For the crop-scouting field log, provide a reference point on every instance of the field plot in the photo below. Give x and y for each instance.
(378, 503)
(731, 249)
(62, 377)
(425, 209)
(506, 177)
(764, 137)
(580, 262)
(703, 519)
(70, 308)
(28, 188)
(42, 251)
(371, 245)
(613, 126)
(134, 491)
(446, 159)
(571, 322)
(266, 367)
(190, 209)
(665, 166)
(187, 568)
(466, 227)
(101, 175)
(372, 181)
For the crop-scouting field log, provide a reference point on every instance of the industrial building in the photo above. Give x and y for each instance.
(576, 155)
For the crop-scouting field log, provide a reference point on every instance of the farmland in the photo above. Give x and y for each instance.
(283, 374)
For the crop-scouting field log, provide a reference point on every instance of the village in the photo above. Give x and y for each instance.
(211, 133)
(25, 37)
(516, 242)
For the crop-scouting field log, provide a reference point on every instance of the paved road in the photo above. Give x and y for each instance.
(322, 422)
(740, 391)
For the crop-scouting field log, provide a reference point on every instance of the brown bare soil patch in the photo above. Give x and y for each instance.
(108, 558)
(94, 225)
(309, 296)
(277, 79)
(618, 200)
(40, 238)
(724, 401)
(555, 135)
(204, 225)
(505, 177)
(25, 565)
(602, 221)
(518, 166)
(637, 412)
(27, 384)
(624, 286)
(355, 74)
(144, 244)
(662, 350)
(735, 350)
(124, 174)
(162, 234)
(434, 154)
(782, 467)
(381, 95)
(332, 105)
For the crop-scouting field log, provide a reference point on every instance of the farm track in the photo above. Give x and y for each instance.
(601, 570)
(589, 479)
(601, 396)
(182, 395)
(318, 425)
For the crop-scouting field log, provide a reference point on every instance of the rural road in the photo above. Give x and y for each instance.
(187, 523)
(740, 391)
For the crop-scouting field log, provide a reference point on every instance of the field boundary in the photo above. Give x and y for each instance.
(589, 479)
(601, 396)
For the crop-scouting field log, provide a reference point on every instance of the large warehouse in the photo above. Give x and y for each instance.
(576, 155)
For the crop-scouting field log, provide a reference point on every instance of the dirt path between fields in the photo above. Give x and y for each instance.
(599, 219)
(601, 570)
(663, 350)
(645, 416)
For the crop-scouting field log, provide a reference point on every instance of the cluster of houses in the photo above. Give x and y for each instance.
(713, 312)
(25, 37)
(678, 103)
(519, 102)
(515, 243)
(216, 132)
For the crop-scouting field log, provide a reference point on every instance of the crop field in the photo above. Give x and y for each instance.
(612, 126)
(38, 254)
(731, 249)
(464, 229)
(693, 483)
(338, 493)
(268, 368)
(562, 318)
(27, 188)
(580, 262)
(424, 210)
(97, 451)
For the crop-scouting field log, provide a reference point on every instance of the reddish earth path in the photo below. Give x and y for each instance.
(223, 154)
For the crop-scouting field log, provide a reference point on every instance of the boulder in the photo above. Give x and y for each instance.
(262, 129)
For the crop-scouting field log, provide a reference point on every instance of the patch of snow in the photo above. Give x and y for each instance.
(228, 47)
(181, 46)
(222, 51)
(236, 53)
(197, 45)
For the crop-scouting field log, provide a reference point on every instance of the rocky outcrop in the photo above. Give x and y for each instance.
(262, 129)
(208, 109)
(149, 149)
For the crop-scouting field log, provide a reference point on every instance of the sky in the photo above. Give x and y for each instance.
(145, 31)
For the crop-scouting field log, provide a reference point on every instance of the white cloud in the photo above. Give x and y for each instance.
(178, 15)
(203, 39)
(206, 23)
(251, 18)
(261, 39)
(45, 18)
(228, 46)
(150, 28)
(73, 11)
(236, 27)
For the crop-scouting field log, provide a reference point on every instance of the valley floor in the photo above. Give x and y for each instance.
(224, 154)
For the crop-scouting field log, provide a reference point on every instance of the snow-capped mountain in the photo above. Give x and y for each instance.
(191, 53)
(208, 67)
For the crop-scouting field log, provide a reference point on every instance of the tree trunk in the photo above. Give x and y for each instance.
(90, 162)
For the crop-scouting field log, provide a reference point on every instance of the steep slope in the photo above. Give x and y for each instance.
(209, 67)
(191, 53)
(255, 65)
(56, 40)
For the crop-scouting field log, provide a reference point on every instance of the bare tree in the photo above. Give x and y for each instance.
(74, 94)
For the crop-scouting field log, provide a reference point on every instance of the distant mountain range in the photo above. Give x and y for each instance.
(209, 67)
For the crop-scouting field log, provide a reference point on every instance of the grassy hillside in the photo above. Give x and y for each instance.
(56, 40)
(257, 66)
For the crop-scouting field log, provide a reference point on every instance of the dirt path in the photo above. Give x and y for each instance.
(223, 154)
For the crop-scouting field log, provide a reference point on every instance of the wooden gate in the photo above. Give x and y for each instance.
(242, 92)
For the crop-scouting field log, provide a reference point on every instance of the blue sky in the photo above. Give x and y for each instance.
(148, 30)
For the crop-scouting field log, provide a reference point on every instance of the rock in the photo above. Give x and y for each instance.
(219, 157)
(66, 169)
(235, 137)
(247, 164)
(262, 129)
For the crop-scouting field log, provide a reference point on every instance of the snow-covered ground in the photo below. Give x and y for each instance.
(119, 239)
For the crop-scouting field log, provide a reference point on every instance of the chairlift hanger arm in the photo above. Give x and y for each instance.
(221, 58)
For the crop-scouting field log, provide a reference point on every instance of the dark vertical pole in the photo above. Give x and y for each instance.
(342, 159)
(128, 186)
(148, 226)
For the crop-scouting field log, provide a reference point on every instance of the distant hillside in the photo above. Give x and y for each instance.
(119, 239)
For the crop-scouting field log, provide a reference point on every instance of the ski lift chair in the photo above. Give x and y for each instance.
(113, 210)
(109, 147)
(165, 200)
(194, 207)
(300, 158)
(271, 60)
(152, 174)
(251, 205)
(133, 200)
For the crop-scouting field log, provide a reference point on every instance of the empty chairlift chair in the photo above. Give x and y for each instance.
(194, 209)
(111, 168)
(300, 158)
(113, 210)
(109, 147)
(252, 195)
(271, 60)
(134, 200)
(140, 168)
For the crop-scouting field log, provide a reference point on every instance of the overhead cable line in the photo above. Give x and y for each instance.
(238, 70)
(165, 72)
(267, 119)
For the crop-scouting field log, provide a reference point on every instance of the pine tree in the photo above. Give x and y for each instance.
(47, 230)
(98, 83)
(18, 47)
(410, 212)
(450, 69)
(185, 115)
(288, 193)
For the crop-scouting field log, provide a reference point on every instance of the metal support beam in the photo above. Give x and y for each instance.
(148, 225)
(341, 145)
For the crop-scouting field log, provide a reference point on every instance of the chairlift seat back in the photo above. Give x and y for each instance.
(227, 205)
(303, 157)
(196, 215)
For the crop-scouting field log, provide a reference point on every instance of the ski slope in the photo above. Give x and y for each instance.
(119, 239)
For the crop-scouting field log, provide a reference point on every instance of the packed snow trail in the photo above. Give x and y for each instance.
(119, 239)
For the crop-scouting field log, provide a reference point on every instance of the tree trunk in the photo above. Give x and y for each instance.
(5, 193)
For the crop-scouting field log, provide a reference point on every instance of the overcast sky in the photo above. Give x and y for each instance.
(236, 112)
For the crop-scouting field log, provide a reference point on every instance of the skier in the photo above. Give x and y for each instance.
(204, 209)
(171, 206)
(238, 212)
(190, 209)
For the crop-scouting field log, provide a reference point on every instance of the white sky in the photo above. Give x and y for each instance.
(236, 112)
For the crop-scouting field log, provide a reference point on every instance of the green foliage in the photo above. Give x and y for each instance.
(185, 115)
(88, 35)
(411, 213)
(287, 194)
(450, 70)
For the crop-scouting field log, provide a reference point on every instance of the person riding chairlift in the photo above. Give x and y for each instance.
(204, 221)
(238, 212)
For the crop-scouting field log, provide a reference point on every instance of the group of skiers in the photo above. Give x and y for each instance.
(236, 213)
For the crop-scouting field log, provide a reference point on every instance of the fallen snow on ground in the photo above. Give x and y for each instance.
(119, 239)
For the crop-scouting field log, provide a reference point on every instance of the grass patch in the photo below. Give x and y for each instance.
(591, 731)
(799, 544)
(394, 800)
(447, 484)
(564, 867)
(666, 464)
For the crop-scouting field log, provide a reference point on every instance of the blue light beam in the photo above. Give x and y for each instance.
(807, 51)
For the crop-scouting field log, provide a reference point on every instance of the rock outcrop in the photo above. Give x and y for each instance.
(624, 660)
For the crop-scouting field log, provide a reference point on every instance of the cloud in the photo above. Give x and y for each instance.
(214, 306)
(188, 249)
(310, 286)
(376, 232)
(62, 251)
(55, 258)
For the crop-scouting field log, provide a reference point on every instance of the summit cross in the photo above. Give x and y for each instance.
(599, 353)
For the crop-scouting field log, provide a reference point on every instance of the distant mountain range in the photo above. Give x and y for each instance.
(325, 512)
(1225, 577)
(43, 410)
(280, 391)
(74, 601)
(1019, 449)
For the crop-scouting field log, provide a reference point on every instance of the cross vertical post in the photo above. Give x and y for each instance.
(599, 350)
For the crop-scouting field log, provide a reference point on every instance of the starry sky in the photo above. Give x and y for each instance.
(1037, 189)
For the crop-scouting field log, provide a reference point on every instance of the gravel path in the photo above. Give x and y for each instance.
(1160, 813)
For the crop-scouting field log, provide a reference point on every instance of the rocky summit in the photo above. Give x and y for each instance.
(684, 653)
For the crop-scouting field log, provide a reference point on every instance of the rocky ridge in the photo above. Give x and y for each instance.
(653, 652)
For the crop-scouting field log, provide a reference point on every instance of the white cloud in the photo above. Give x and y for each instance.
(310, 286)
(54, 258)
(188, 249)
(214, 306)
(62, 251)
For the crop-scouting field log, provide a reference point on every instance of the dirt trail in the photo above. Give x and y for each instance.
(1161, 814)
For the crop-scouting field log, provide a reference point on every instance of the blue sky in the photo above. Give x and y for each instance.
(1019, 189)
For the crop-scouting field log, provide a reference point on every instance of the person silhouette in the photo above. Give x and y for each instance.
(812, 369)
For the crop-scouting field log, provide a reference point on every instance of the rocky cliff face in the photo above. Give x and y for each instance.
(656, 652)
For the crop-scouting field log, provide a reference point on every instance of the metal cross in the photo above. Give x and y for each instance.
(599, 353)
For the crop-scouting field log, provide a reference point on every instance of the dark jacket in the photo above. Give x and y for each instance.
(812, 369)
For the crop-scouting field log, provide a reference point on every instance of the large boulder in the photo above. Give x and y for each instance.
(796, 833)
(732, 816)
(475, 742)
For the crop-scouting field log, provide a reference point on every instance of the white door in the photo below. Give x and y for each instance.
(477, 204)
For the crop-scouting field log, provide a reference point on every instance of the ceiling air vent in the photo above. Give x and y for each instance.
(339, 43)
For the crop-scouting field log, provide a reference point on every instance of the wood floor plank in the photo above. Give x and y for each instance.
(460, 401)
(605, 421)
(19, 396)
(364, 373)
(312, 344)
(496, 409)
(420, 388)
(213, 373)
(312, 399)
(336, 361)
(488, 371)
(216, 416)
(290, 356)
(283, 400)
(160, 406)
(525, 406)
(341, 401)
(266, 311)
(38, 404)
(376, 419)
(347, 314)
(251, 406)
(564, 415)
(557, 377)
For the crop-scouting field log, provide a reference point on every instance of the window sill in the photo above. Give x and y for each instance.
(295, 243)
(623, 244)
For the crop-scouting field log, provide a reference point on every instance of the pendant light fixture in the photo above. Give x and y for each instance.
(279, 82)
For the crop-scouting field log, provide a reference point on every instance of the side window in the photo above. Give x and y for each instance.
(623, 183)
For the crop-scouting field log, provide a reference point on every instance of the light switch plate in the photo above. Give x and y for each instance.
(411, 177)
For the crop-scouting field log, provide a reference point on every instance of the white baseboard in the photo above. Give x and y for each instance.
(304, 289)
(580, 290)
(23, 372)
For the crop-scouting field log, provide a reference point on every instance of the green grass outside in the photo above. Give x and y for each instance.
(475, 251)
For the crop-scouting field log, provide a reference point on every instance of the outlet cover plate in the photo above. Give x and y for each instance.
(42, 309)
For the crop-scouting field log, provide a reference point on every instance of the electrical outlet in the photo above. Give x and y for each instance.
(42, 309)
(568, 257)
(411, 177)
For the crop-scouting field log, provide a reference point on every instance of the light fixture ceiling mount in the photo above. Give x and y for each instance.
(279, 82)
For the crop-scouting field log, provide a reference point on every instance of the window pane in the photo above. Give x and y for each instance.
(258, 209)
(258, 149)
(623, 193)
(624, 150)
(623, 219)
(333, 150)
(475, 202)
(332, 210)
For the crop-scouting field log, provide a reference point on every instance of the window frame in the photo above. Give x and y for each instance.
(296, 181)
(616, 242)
|---|
**What is expected**
Your output should be the lines from the one with "the window pane" through the end of the records above, copied exactly.

**Response to this exercise**
For the crop-scouting field log, provide a reference point on every instance of the window pane in the photo above. Give x and y for each instance.
(258, 209)
(258, 149)
(623, 193)
(624, 150)
(623, 219)
(333, 150)
(475, 202)
(332, 210)
For the crop-scouting field log, provide a reference point on every instance of the window frame in the photo above. Give x and y for each instance.
(296, 181)
(616, 242)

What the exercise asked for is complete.